* REQUIRED WORK *
Once you reach the line containing "the brown butterfly" in the entries below, write out that line and each one after it down to the line containing "green foliage blur", exactly and with nothing added.

Stored data entries

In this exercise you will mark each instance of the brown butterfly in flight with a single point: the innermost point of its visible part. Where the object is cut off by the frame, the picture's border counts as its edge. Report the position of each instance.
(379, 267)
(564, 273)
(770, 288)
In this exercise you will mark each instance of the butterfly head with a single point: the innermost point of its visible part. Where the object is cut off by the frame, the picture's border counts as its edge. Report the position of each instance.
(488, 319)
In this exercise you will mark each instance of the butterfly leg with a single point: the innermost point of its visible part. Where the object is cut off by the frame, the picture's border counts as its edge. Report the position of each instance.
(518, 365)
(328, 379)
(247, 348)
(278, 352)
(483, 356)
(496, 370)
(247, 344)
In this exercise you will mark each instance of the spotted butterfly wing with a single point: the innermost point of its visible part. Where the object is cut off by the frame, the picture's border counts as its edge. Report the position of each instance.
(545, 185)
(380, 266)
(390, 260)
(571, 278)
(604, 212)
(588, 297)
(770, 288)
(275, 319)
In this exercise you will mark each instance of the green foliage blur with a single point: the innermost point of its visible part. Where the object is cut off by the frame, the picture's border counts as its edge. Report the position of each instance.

* * *

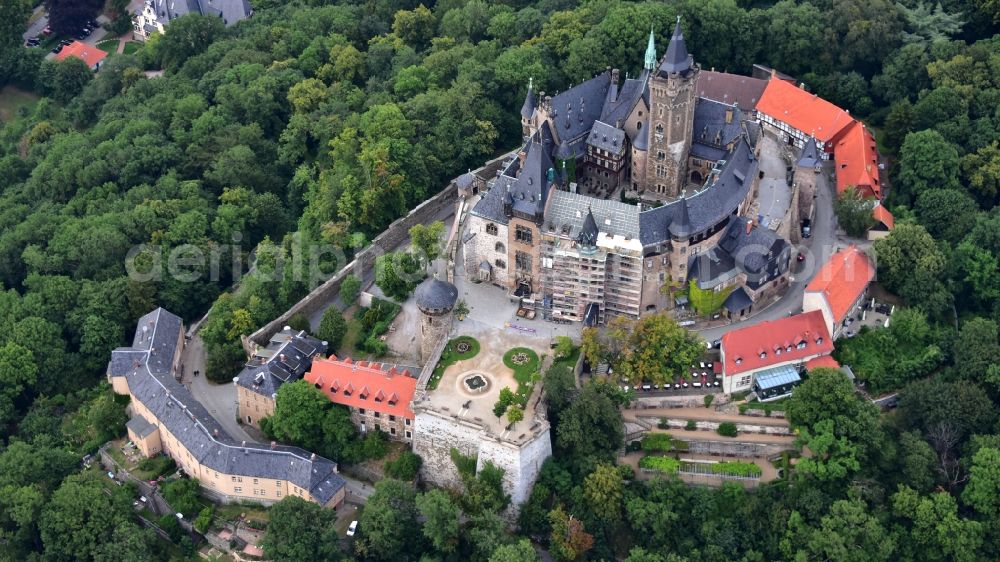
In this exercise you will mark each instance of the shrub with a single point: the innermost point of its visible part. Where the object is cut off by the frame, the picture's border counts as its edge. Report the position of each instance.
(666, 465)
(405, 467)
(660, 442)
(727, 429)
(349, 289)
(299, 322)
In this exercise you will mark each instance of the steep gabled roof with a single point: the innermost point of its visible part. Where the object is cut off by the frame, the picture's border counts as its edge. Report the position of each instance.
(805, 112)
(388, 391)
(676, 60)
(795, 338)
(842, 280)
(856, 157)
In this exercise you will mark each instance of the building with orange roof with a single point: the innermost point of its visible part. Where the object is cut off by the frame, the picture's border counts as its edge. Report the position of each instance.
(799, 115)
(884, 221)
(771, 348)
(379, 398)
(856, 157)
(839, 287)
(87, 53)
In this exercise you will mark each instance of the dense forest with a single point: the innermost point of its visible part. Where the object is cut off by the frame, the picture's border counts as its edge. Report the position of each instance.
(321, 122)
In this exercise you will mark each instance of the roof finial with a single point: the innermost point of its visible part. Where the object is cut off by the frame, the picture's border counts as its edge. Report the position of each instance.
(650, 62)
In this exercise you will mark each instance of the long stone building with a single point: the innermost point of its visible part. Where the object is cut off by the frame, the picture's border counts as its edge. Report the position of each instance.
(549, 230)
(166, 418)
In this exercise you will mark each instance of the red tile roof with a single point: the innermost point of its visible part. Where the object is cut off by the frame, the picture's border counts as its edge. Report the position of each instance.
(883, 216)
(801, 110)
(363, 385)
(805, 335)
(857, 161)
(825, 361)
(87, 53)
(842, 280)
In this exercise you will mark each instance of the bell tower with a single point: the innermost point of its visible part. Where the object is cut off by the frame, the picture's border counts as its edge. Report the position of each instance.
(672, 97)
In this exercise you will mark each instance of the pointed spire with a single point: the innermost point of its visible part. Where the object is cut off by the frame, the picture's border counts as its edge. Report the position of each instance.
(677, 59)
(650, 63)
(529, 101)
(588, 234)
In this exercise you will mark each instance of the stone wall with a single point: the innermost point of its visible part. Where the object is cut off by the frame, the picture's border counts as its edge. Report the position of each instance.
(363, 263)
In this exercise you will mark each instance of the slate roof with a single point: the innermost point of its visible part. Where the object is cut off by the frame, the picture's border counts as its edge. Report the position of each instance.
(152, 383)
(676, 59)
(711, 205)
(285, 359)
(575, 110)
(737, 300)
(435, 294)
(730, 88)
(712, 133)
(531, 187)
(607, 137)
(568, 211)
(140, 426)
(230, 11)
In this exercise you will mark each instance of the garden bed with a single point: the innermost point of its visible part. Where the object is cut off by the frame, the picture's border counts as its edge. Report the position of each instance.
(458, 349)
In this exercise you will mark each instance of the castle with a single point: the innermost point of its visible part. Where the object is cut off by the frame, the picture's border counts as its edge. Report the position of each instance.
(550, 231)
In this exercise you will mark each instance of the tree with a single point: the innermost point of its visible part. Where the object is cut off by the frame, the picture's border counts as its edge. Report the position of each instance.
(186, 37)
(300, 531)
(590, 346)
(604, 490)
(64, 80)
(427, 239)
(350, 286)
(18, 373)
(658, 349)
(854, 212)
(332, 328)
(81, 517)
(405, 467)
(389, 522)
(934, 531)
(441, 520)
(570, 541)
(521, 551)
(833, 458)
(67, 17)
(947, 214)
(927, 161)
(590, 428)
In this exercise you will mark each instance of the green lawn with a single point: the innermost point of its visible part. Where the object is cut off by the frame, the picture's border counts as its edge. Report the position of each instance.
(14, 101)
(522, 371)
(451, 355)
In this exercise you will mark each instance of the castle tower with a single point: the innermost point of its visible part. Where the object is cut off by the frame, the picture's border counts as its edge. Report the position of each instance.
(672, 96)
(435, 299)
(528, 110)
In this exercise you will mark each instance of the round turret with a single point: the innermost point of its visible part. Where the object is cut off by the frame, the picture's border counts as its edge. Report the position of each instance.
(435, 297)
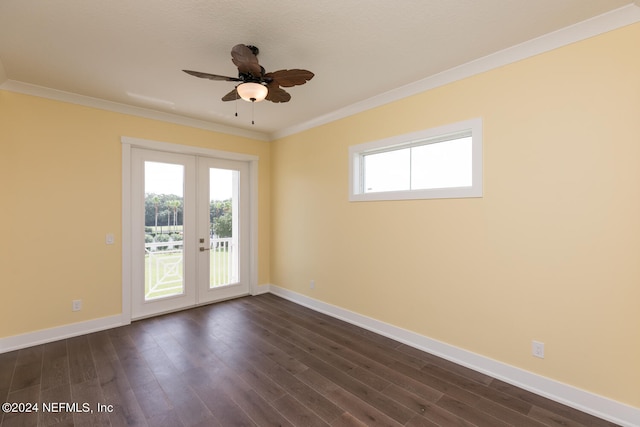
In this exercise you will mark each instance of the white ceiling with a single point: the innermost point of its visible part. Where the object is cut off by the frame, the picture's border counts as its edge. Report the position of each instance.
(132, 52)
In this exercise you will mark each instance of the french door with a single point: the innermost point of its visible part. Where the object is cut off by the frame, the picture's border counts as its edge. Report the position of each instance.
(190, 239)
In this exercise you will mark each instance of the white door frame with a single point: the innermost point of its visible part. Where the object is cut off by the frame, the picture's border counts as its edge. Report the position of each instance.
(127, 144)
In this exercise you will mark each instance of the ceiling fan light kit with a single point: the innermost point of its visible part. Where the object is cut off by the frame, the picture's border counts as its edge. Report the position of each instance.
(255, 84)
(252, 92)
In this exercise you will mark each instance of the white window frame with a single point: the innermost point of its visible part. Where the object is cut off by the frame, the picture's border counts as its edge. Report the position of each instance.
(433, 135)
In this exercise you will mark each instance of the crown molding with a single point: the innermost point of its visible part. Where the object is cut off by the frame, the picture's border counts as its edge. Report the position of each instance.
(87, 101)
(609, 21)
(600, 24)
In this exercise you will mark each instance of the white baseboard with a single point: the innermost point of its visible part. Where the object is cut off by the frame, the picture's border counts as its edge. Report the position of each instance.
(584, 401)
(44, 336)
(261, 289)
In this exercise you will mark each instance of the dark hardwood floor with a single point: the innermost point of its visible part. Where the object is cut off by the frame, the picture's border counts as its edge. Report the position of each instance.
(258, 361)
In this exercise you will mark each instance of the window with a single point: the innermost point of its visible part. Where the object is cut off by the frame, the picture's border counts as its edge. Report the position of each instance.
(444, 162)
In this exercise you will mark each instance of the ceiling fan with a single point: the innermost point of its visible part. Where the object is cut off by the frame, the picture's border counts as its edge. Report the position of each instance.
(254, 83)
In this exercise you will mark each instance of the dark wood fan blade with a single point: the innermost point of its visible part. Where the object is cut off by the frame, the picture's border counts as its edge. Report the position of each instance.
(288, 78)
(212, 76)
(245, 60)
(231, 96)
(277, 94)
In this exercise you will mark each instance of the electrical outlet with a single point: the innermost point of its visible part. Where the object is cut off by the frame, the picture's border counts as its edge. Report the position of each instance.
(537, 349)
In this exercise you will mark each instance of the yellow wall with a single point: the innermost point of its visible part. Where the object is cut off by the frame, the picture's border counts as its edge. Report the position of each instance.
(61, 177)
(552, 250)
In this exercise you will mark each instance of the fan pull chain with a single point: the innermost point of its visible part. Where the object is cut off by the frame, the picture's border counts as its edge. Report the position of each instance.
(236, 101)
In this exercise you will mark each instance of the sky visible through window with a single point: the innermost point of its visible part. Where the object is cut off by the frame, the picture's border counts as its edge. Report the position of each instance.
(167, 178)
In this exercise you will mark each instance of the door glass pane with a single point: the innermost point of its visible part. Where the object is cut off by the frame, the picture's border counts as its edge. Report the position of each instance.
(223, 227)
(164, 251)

---

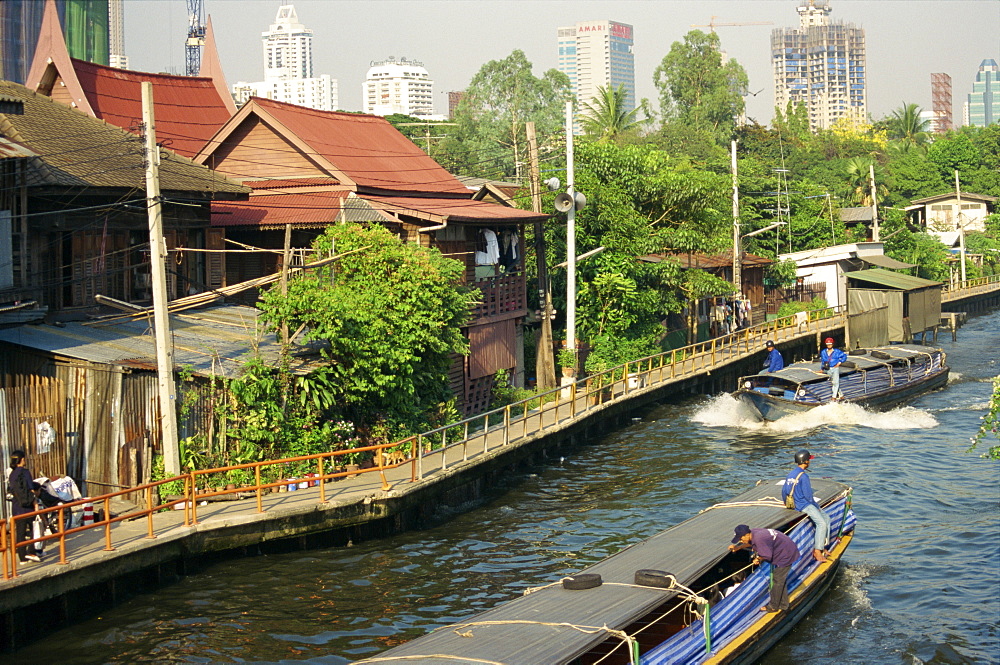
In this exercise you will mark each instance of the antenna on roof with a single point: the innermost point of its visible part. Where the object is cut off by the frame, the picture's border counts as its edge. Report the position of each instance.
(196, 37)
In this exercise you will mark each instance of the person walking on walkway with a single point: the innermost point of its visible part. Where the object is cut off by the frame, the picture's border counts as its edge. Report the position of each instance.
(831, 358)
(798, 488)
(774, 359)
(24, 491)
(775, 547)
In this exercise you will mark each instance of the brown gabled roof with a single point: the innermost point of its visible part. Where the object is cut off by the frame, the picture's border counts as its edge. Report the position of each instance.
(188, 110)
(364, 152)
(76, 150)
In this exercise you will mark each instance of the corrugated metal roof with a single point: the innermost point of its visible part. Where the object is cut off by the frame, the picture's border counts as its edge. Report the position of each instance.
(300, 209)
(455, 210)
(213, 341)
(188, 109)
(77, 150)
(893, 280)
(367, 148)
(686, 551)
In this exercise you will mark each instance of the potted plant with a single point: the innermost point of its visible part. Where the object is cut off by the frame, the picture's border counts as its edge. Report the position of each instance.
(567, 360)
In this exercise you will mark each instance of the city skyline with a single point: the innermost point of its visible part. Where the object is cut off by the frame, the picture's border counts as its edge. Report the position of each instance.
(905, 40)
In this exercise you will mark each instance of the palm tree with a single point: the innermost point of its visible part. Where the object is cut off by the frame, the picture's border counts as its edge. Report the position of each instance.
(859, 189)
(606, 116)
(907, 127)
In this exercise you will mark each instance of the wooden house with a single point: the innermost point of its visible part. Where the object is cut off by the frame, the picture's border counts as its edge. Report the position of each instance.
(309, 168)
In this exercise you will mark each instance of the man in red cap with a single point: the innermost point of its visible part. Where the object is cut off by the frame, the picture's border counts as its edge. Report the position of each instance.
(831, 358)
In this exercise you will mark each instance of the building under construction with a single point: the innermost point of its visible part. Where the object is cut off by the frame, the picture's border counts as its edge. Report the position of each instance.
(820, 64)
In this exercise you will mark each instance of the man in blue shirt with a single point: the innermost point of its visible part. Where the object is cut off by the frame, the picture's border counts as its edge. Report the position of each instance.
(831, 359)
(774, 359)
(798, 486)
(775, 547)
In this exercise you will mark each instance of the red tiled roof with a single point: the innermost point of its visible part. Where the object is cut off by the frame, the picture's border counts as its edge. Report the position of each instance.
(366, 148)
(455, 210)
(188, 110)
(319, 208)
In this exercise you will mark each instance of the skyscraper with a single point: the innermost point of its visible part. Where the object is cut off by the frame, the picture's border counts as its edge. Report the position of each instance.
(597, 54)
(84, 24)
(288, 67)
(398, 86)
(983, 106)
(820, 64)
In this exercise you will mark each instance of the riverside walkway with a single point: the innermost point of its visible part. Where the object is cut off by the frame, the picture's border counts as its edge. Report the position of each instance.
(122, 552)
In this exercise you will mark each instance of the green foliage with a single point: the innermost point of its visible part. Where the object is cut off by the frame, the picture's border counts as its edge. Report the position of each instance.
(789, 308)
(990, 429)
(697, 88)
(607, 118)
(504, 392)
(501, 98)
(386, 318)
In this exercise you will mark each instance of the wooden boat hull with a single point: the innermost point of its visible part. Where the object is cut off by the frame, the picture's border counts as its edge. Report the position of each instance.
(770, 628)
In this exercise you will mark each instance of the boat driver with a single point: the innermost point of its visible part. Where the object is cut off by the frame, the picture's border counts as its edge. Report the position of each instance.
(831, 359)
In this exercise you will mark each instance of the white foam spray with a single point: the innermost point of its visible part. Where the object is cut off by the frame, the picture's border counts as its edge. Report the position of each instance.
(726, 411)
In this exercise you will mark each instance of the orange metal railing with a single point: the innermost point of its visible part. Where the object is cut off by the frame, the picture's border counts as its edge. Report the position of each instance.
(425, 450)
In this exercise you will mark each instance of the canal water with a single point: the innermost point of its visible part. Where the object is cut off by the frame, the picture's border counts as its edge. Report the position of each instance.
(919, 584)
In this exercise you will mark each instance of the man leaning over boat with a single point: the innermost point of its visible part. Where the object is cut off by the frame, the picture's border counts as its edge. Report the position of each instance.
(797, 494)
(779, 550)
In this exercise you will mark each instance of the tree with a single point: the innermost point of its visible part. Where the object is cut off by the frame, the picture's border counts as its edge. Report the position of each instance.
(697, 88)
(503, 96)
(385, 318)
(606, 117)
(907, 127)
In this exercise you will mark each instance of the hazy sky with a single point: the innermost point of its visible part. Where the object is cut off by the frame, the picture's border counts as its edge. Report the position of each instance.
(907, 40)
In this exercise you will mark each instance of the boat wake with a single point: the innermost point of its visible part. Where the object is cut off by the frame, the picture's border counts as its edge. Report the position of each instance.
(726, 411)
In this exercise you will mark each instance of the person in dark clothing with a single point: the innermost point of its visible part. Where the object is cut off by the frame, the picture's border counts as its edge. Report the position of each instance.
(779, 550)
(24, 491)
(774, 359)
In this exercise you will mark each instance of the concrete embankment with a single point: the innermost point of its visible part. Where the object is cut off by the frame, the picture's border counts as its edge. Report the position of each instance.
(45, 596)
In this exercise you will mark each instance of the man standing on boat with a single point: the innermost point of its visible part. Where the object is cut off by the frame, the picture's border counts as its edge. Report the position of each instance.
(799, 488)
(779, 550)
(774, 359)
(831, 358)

* EXERCISE SOLUTION *
In this exercise you will mark each instance of the brown butterfly in flight with a single point: the innermost point of its visible part. Where the object is cut off by the frame, the picture's border counts as its edge. Report the position of each instance.
(379, 267)
(564, 273)
(770, 288)
In this exercise you will mark each instance of the butterfly head with a single point: the innermost point of its visible part. Where the object is cut off by the frame, the picture's border counts as its edge. Report the position of each instance.
(488, 319)
In this exercise you will mark each instance of the butterfly leg with a single point: the innermost point of its visible part. Where the object is cut off by the frame, the picture's border counts as its edge. Report the position of each instance.
(518, 365)
(328, 379)
(247, 348)
(278, 352)
(483, 356)
(496, 370)
(247, 344)
In this exercise you will mark each instance of the spotted butterfly wing with a single point: the innermost point of its visible part. Where the object is cut off by the frame, the picture's border counts as its edge. Report the position of each instance.
(545, 185)
(380, 266)
(390, 260)
(571, 278)
(604, 212)
(588, 297)
(770, 288)
(275, 319)
In this exercise you will mark each instance of the green foliage blur with a single point: the innermost point of its visible part. Where the object is cut off by the frame, the picture's border counts as its edge. Report the position of each instance.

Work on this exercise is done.